INPUT DATA:
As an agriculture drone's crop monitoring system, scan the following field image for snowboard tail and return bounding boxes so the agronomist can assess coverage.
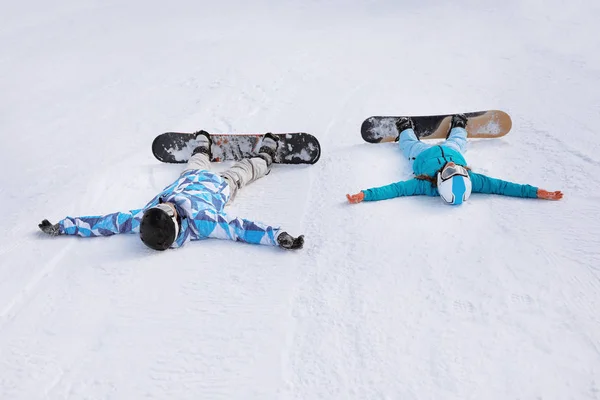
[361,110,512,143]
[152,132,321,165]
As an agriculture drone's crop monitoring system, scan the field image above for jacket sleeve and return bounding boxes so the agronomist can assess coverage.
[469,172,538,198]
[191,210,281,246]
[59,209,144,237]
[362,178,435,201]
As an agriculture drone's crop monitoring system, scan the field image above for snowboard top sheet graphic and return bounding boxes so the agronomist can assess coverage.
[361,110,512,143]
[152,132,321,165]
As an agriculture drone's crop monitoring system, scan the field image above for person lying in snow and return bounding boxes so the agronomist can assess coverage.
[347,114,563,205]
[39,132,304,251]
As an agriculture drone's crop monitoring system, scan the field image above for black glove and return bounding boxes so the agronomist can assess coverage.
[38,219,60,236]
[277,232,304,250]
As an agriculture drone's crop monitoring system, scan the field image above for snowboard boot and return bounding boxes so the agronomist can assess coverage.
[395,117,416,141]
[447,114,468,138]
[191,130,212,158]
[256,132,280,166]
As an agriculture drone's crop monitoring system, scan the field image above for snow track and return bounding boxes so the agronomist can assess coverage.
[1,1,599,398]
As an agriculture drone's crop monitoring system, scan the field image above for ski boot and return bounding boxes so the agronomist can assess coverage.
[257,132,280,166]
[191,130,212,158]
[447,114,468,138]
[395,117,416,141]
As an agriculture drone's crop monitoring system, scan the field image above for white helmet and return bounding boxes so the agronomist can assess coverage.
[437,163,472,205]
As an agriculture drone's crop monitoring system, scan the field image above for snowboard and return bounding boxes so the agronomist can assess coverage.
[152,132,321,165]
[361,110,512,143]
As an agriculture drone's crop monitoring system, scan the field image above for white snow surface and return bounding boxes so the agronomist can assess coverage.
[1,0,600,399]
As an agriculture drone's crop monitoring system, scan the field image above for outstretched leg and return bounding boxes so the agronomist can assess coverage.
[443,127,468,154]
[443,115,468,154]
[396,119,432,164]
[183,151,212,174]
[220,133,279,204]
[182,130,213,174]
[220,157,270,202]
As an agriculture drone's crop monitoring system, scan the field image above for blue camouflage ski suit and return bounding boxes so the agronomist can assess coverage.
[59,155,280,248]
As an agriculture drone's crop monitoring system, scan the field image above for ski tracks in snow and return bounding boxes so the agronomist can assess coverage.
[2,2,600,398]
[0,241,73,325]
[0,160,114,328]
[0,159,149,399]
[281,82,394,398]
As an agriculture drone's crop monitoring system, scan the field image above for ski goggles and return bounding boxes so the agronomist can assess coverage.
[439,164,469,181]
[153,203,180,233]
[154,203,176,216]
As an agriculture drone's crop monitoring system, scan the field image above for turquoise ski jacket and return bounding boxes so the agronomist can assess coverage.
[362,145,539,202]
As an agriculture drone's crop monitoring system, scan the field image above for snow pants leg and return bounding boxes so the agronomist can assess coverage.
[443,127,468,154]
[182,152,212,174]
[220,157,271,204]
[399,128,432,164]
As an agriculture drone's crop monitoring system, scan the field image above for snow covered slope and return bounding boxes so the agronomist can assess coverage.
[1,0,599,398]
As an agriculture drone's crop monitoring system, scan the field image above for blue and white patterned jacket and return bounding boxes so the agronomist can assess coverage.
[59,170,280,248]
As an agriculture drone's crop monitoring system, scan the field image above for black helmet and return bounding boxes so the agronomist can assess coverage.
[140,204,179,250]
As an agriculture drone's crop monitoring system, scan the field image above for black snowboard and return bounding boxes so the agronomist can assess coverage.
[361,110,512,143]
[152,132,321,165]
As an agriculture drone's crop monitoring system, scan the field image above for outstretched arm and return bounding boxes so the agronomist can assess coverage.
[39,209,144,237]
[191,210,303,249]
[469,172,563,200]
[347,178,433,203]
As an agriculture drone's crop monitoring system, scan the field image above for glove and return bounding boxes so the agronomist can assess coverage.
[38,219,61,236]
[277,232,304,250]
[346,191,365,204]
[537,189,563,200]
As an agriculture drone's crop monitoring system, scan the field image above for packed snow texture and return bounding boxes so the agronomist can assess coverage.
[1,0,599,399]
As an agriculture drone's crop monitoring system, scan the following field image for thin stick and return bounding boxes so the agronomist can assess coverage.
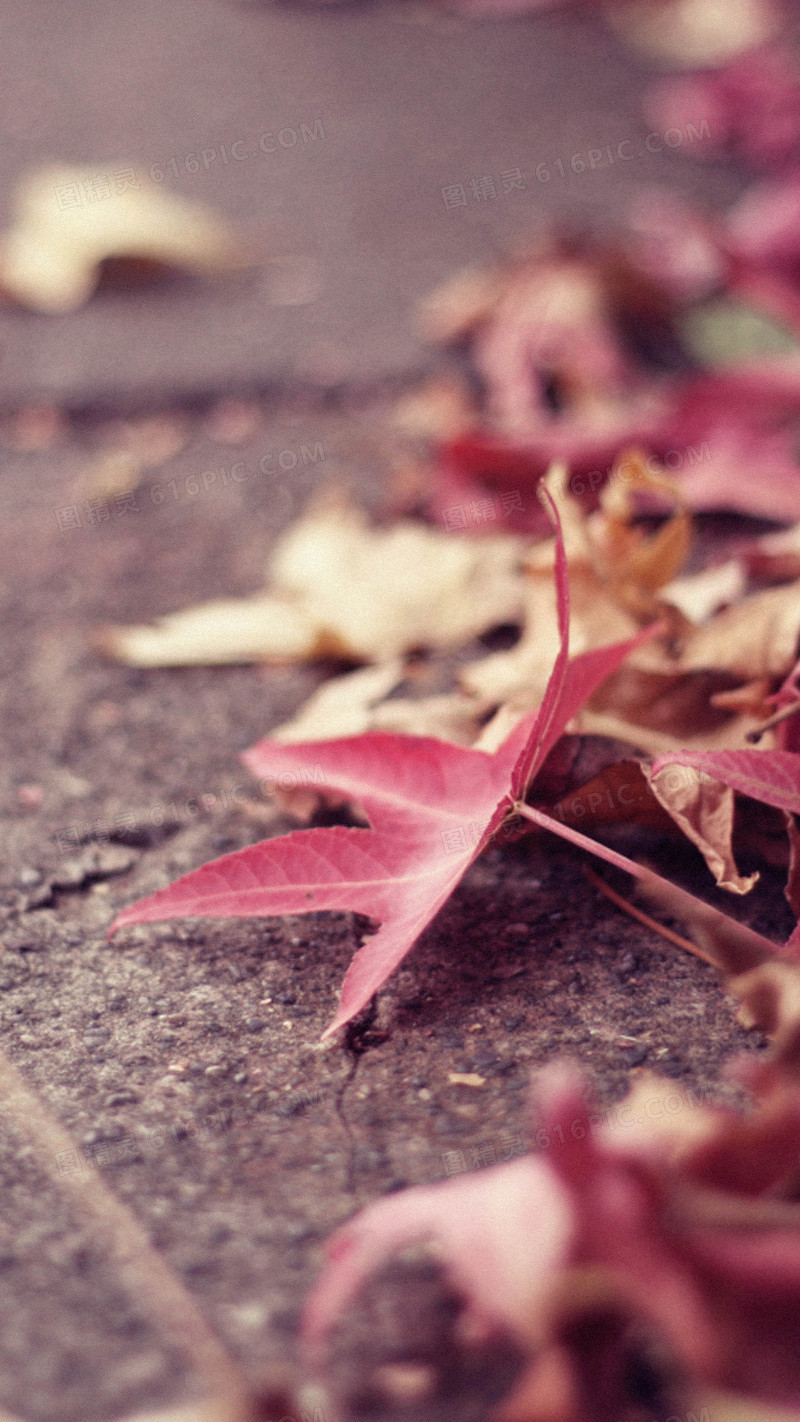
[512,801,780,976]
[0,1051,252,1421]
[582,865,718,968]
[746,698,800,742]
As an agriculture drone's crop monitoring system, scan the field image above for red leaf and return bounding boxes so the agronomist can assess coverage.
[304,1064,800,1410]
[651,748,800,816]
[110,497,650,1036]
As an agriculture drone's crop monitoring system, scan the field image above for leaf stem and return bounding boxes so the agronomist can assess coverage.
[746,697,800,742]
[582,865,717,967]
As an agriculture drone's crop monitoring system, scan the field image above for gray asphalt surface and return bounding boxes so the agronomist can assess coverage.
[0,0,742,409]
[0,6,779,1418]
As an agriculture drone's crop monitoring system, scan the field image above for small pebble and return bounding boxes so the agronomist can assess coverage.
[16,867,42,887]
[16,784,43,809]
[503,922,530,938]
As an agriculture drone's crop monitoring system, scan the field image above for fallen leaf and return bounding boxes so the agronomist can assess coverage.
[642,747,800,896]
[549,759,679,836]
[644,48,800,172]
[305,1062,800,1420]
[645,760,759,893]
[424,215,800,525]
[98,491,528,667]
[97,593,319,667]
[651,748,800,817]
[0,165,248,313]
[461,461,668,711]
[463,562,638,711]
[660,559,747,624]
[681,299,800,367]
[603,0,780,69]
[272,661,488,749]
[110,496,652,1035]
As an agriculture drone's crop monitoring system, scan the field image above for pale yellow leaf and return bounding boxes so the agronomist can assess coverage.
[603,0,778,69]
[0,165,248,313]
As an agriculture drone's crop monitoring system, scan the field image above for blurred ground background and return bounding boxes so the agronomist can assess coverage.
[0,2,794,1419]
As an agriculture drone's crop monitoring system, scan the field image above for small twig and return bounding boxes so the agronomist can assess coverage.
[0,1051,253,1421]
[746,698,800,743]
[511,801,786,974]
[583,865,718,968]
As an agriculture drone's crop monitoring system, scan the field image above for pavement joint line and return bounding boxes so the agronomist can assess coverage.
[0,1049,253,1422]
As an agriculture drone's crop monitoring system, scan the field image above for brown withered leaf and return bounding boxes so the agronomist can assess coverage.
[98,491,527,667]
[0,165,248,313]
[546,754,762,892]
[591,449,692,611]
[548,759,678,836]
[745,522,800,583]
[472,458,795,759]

TASK TO CARRY OUT: Hand back the records above exactly, leaving out every picture.

OUTPUT FOR THIS TASK:
As an agriculture drone's crop monitoring system, scan the following field image for snowboard tail and return bounding boxes so the agronomist can assess coverage.
[361,110,512,143]
[152,132,321,165]
As an agriculture drone's crop monitoring system, scan the field image above for jacket sleeve and return bounding boxes so the agronomist can assess coverage.
[469,172,538,198]
[191,210,281,246]
[59,209,144,237]
[362,178,435,201]
As an agriculture drone's crop monitoring system, scan the field image above for snowboard top sheet graphic and return bounding boxes so the agronomist can assess coverage.
[361,110,512,143]
[152,132,321,165]
As an agriculture drone's crop monitoring system, scan the field image above for person lying in snow and return bounding boxes so the agronomist can assess coverage.
[347,114,563,205]
[39,132,304,251]
As an agriculture drone's crop monitoring system, scan the field image above for black glove and return bounding boxes so the agronomist can assess coverage.
[38,219,60,236]
[277,232,304,250]
As an agriculture drone's crop monitoring system, scan the field image above for snowboard boot and return bounding boxes so the agronomist can assess coverage.
[395,117,416,141]
[447,114,468,138]
[191,130,212,158]
[256,132,280,166]
As an agriculture drone's crop monitoring system, scan the field image above for snow track and return bounding boxes so the agronomist can assess coverage.
[1,1,599,398]
As an agriculture drone's crop monitoring system, scan the field image above for ski boot and return bounding boxes so the agronomist can assess coverage.
[257,132,280,166]
[191,130,212,158]
[447,114,468,138]
[395,117,416,141]
As an agriculture drone's crop monitoring system, scan the field image above for white helmet and return bounding boxes so the agronomist can assess coverage.
[437,163,472,205]
As an agriculture drone's crop monitoring system, scan the field image above for snowboard and return bounding boxes so the agronomist can assess coverage.
[152,132,321,165]
[361,110,512,143]
As an agriculture drone's crop monitoring system, scan the field image above for white snow surface and return bounding boxes so the agronomist can assess coverage.
[1,0,600,399]
As an agriculture drone's crop monitoring system, scan the field image above for outstretched leg and return bounding boxes so the agronomist can assess coverage.
[443,127,468,154]
[443,115,468,154]
[396,119,432,164]
[183,151,212,174]
[220,133,279,204]
[182,130,213,174]
[220,157,270,202]
As an agriculture drone's crop monitoring system, scan the field image above for blue camouflage ski suit and return bounding boxes so the agronomist can assess coverage.
[59,155,280,248]
As an agriculture drone's crop monitoring system, scan the field image above for ski tracks in snow and return bounding boxes so the agronomist can assess coverage.
[2,2,600,398]
[0,241,73,325]
[0,160,114,328]
[0,159,149,399]
[281,82,394,398]
As an agriculture drone's crop monitoring system, scan the field image above for ski goggles and return bounding boxes so the agronomist can assess coverage.
[439,164,469,181]
[153,203,180,233]
[154,203,176,216]
As an agriculture drone's crop monitoring system, scan the field image above for turquoise ski jacket and return bounding boxes so the agronomist can assess coverage.
[362,145,539,202]
As an agriculture drone's crop monitoring system, scan the field image above for snow pants leg and return bounding boxes so the agronomist can assess coverage.
[443,127,468,154]
[182,152,212,174]
[220,157,271,204]
[399,128,432,164]
As an agriculture drone's crop monitoring system, scan the field image above for snow covered slope and return bounding boxes so the agronomist can assess coverage.
[1,0,599,398]
As an agriculture drone's crop monitoring system, scan the field image above for blue and white patterned jacket and return bounding boxes so the agronomist can assess coverage.
[59,170,280,248]
As an agriculture drone's crop monitoring system, scan the field image above for black helmet and return bounding boxes so the agronomist can assess coverage.
[140,204,179,250]
As an agriculture drone's crop monitoring system, scan the field image above for black snowboard and return bounding boxes so the agronomist can assess coverage.
[361,110,512,143]
[152,132,321,165]
As an agriculture drone's crop monitoring system, scan the field image above for outstretched arm and return bounding boxes so the agronomist can assess coverage.
[39,209,144,237]
[191,210,303,249]
[469,172,563,200]
[347,178,433,203]
As an agriculture drone's crop monitoring system, scan the field image above for glove and return bounding boxes so the agronomist can assess coverage.
[38,219,61,236]
[277,232,304,250]
[346,191,365,204]
[537,189,563,200]
As an agriculture drone's crop monitoring system, scan the field image above for packed snow texture and return bounding boxes so the agronomist can assess coverage.
[1,0,599,399]
As an agriculture drone's crop monitoring system, scan the following field image for thin stick and return bounding boxes so the agronomist can assess coverage.
[512,801,780,976]
[0,1051,252,1421]
[582,865,718,968]
[746,698,800,742]
As an agriculture drone's crop monitoring system, scan the field image above for red leaf and return bounding boxes so the agronomist can assess coverage.
[304,1064,800,1410]
[651,748,800,816]
[110,497,650,1036]
As an agriculture drone's crop monitoring system, scan the field image above for leaf stem and return bounding boxes so the agronomist can assess coverage.
[746,697,800,742]
[582,865,717,967]
As an agriculture drone's crop monitoring system, scan the field image above for gray asphalt surface and return bounding boxes so the agronomist can assess coverage.
[0,0,742,409]
[0,6,779,1418]
As an agriculture drone's crop monitoring system, scan the field image above for small pebble and return bounding boxes so the agronomist can assess coverage.
[16,867,42,887]
[16,784,43,809]
[503,922,530,938]
As an agriculture drone's crop monitoring system, scan the field image above for fallen leaf and return bounding boxes so the agronomist can assess coverage.
[642,747,800,896]
[549,759,679,836]
[644,48,800,172]
[305,1062,800,1420]
[645,760,759,893]
[424,215,800,525]
[98,491,528,667]
[97,593,319,667]
[651,748,800,817]
[0,165,248,313]
[461,461,668,711]
[463,562,638,711]
[660,559,747,624]
[681,299,800,367]
[603,0,780,69]
[272,661,488,749]
[110,496,652,1035]
As an agriculture drone's crop monitoring system, scan the field image above for pale yellow leaf and return bounding boxes so the agronomist can assess coverage.
[603,0,778,69]
[0,165,248,313]
As an agriculture drone's crop monitoring system, scan the field image above for blurred ground background and return bounding boxes so the agronomist can assess coverage.
[0,2,794,1419]
As an agriculture drone's crop monitoring system, scan the field image above for small twig and return bounding boxes so the agronomist can assess coverage.
[0,1051,253,1421]
[746,698,800,743]
[511,801,786,974]
[583,865,718,968]
As an agriculture drone's crop monitoring system, scan the field image above for pavement joint line and return bounding boxes so the agronomist can assess coverage.
[0,1049,253,1422]
As an agriculture drone's crop monitoring system, scan the field image above for brown withered leaf and return bounding boxes so the agronomist can assess coverage.
[98,491,527,667]
[0,165,248,313]
[546,754,762,892]
[591,449,692,611]
[548,759,678,836]
[745,522,800,583]
[472,458,795,759]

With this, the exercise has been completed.